### Instructions for the task
Repeat the entire listing exactly.

### Records for this task
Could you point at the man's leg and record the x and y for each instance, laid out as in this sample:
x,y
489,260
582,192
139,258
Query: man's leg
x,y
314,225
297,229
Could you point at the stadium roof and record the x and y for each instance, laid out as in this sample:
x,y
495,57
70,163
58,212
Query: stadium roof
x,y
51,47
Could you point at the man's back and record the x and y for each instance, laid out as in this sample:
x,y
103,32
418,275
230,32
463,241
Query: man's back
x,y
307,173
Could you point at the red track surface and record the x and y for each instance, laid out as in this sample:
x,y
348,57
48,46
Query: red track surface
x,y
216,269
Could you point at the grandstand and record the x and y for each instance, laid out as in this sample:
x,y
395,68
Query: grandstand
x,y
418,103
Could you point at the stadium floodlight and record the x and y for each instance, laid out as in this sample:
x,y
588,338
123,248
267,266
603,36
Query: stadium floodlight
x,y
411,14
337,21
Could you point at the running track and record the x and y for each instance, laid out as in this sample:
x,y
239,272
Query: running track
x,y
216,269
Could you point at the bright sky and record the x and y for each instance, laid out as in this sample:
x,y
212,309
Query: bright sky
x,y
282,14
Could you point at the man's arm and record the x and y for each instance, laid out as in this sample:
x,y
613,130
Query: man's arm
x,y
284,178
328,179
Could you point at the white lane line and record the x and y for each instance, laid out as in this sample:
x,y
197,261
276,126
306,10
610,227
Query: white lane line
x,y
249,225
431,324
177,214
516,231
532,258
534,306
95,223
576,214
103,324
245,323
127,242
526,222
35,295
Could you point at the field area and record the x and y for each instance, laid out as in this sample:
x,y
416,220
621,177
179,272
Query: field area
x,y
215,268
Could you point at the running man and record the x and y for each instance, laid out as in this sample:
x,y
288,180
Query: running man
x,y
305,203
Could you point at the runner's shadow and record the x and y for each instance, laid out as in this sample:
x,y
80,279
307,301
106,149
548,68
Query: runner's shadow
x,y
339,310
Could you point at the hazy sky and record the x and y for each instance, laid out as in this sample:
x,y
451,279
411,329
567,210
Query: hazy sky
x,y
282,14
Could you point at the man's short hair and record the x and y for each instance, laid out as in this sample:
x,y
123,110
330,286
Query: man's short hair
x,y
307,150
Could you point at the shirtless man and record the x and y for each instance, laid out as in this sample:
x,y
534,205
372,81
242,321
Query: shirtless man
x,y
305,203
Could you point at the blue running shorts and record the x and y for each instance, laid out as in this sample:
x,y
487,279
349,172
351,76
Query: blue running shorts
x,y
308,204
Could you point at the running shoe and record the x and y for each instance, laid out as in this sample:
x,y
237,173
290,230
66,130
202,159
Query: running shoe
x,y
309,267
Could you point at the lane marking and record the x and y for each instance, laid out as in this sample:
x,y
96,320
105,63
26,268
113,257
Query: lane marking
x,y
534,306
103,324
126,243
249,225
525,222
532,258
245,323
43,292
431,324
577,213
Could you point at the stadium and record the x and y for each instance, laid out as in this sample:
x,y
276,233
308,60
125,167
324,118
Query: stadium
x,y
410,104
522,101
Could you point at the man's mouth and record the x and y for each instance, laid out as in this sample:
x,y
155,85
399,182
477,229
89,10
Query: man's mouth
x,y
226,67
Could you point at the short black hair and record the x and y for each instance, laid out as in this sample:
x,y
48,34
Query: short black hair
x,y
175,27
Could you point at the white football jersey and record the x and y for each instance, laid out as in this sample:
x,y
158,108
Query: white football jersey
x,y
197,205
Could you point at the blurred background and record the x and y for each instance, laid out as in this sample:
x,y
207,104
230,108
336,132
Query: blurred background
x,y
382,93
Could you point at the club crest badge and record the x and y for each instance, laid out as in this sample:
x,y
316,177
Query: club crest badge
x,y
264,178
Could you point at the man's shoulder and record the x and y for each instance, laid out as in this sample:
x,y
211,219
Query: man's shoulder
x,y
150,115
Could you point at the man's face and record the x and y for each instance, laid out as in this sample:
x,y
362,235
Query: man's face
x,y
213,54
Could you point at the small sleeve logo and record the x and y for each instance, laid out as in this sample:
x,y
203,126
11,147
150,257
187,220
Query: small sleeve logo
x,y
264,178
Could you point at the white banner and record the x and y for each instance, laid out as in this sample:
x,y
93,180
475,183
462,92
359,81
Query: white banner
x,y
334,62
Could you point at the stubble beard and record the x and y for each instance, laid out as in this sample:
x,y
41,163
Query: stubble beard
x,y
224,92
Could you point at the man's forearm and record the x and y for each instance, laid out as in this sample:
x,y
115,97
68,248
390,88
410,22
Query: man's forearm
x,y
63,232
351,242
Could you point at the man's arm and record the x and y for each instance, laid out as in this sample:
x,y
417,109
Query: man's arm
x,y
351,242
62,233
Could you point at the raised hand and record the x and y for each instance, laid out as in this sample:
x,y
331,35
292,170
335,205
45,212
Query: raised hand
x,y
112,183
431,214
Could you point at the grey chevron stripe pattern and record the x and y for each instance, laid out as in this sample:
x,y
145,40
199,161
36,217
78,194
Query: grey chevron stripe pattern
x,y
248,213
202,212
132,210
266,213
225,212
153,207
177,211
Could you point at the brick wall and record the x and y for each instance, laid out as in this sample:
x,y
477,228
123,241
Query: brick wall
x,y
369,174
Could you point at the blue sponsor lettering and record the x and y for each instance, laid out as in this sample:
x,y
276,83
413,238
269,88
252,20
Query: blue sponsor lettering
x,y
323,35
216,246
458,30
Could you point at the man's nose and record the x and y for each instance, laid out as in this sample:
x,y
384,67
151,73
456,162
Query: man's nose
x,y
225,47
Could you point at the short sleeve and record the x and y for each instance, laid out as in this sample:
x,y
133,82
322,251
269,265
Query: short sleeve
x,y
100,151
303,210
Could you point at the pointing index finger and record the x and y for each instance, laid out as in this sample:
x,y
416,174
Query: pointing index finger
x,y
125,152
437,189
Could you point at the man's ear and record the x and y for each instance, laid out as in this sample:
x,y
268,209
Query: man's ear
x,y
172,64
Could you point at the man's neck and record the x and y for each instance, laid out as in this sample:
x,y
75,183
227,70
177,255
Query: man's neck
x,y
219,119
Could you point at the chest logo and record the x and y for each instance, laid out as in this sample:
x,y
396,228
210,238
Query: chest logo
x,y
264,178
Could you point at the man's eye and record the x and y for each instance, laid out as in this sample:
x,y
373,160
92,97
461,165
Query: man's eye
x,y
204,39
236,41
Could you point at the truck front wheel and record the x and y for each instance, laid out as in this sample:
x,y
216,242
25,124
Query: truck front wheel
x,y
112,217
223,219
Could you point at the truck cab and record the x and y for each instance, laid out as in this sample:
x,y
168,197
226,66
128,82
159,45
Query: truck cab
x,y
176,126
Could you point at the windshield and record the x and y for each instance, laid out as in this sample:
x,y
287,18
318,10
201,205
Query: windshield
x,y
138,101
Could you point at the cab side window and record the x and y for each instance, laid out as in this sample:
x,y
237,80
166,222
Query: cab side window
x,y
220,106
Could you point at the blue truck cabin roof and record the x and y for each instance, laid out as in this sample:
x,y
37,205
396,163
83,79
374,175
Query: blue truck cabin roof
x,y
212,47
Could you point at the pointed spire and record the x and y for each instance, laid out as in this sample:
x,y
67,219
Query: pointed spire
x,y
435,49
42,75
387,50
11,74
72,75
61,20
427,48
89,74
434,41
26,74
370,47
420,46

### Solution for this exercise
Could you point at the man's leg and record the x and y for each instance, laid out as in this sample:
x,y
489,260
582,192
139,258
Query: man's leg
x,y
314,225
297,229
Could you point at the stadium roof and record the x and y for each instance, laid out as in this sample:
x,y
495,57
70,163
58,212
Query: stadium roof
x,y
51,47
Could you point at the man's back and record the x and y for each instance, laid out as in this sample:
x,y
103,32
418,275
230,32
463,241
Query: man's back
x,y
307,173
Could you point at the red track surface and record the x and y for each instance, laid out as in this sample:
x,y
348,57
48,46
Query: red track surface
x,y
216,269
Could you point at the grandstand and record the x and y for each instance, laid out as in this sample:
x,y
395,68
Query: grandstand
x,y
418,103
Could you point at the stadium floodlight and record the x and y for each instance, laid out as in this sample:
x,y
588,338
123,248
267,266
603,36
Query: stadium floodlight
x,y
411,14
337,21
Could you point at the running track and record the x and y for each instance, laid out as in this sample:
x,y
239,272
Query: running track
x,y
216,269
Could you point at the bright sky and record the x and y for each instance, laid out as in this sample:
x,y
212,309
Query: bright sky
x,y
282,14
Could you point at the man's arm and record the x and y for each instance, laid out as in this sample:
x,y
613,130
Query: man's arm
x,y
284,178
328,179
Could you point at the white lane line and record the x and y for each instance, laid out as in this sample:
x,y
197,261
276,126
306,10
610,227
Query: white lane line
x,y
249,225
431,324
177,214
516,231
532,258
534,306
95,223
576,214
103,324
245,323
127,242
526,222
35,295
Could you point at the field area and record the x and y for each instance, laid out as in this sample:
x,y
416,220
621,177
179,272
Query: field area
x,y
215,268
Could you point at the running man and record the x and y for each instance, laid out as in this sample:
x,y
288,180
Query: running man
x,y
305,203
Could you point at the runner's shadow and record the x and y for each instance, laid out as in this sample:
x,y
80,279
307,301
106,149
548,68
Query: runner's shadow
x,y
339,310
Could you point at the hazy sky and record the x and y for each instance, laid out as in this sample:
x,y
451,279
411,329
567,210
Query: hazy sky
x,y
282,14
Could you point at the man's short hair and record the x and y for each instance, laid out as in this sample:
x,y
123,110
330,286
Query: man's short hair
x,y
307,150
Could you point at the shirtless man and record the x and y for each instance, laid out as in this sample:
x,y
534,205
372,81
242,321
Query: shirtless man
x,y
305,203
Could you point at the blue running shorts and record the x and y for each instance, laid out as in this sample:
x,y
487,279
349,172
351,76
Query: blue running shorts
x,y
308,204
Could you point at the running shoe and record the x and y for each instance, laid out as in this sample:
x,y
237,173
290,230
66,130
202,159
Query: running shoe
x,y
309,267
Could you point at the lane marking and record the x and y for each instance, laid out as in this sample:
x,y
96,320
105,63
26,268
113,257
Query: lane marking
x,y
534,306
103,324
126,243
249,225
525,222
532,258
245,323
43,292
431,324
577,213
Could you point at the stadium and record the x and y for each instance, laid out as in this sample:
x,y
276,233
308,60
125,167
324,118
Query: stadium
x,y
410,104
522,101
Could you point at the man's mouth and record the x and y for each instance, laid out as in this sample:
x,y
155,85
399,182
477,229
89,10
Query: man's mouth
x,y
226,67
Could you point at the short black hair and record the x and y for each instance, laid out as in this sample:
x,y
48,34
Query: short black hair
x,y
175,27
Could you point at the white football jersey and record the x and y for each instance, laid out as in this sample:
x,y
158,108
Query: white football jersey
x,y
197,205
Could you point at the blurred background and record the x and y for each instance, laid out as in this sample:
x,y
207,104
230,108
336,132
Query: blurred background
x,y
382,93
Could you point at the club crest badge and record the x and y for each instance, laid out as in this sample:
x,y
316,177
Query: club crest badge
x,y
264,178
Could you point at the man's shoulder and record the x and y for each instance, laid out as in this sample:
x,y
211,219
Query: man's shoulder
x,y
150,115
Could you point at the man's face and record the x and y for each instance, laid out as in this sample:
x,y
362,235
Query: man's face
x,y
213,54
Could you point at the small sleeve logo and record the x and y for each instance, laid out as in this sample:
x,y
203,126
11,147
150,257
187,220
Query: small sleeve logo
x,y
264,178
Could you point at the white banner and record the x and y for each instance, laid out as in this sample:
x,y
93,180
475,183
462,92
359,81
Query: white banner
x,y
334,62
Could you point at the stubble beard and record the x and y for each instance, laid out as in this sample:
x,y
41,163
Query: stubble beard
x,y
224,92
Could you point at the man's forearm and record the x and y for each instance, laid out as in this sample:
x,y
115,97
68,248
390,88
410,22
Query: man's forearm
x,y
63,232
351,242
Could you point at the man's arm and record the x and y for each instance, laid out as in this sample:
x,y
417,109
Query: man's arm
x,y
351,242
62,233
Could you point at the raised hand and record the x and y for each instance, laid out as in this sample:
x,y
331,35
292,170
335,205
45,212
Query: raised hand
x,y
112,183
431,214
Could you point at the grey chevron stripe pattern and record the x and y for each instance, laid out as in this sample:
x,y
145,40
199,161
36,217
78,194
Query: grey chevron stripe pattern
x,y
248,213
202,212
132,210
266,213
225,212
153,207
177,211
Could you point at the brick wall and record the x and y for each instance, laid out as in this sample:
x,y
477,228
123,241
Query: brick wall
x,y
369,174
Could you point at the blue sponsor lettering and record the x and y for each instance, laid out as in this sample:
x,y
276,83
413,238
269,88
252,20
Query: blue sponsor lettering
x,y
323,35
216,246
458,30
Could you point at the man's nose and record the x and y for each instance, laid out as in this sample:
x,y
384,67
151,73
456,162
Query: man's nose
x,y
225,47
Could you point at the short sleeve and record the x and y for each instance, laid out as in this sample:
x,y
133,82
322,251
269,265
Query: short sleeve
x,y
100,151
303,210
Could you point at the pointing index finger and record the x and y for each instance, laid out as in this sample:
x,y
416,174
Query: pointing index finger
x,y
125,152
437,189
Could you point at the man's ear and record the x and y for each instance, laid out as in this sample:
x,y
268,209
Query: man's ear
x,y
172,64
Could you point at the man's neck and record the x and y for each instance, laid out as in this sample:
x,y
75,183
227,70
177,255
Query: man's neck
x,y
219,119
Could you point at the chest logo and record the x and y for each instance, laid out as in this sample:
x,y
396,228
210,238
Query: chest logo
x,y
264,178
Could you point at the man's eye and record the x and y for each instance, laid out as in this sample:
x,y
373,160
92,97
461,165
Query: man's eye
x,y
204,39
236,41
Could you point at the truck front wheel and record the x and y for each instance, laid out as in this sample:
x,y
216,242
25,124
Query: truck front wheel
x,y
112,217
223,219
Could you point at the truck cab and record the x and y for each instance, laid out as in this sample:
x,y
168,197
226,66
128,82
159,45
Query: truck cab
x,y
176,126
Could you point at the windshield and record the x and y for each instance, laid out as in this sample:
x,y
287,18
318,10
201,205
Query: windshield
x,y
138,101
Could you point at the cab side window and record the x and y for each instance, laid out as in this sample:
x,y
237,80
166,222
Query: cab side window
x,y
220,106
Could you point at the blue truck cabin roof and record the x and y for each instance, laid out as in this sample:
x,y
37,205
396,163
83,79
374,175
Query: blue truck cabin roof
x,y
212,47
Could you point at the pointed spire and record the x and y for each instance, laid out as in this sample:
x,y
67,219
Query: pointed spire
x,y
435,49
42,75
387,50
11,74
72,75
61,20
427,48
89,74
434,41
26,74
370,47
420,46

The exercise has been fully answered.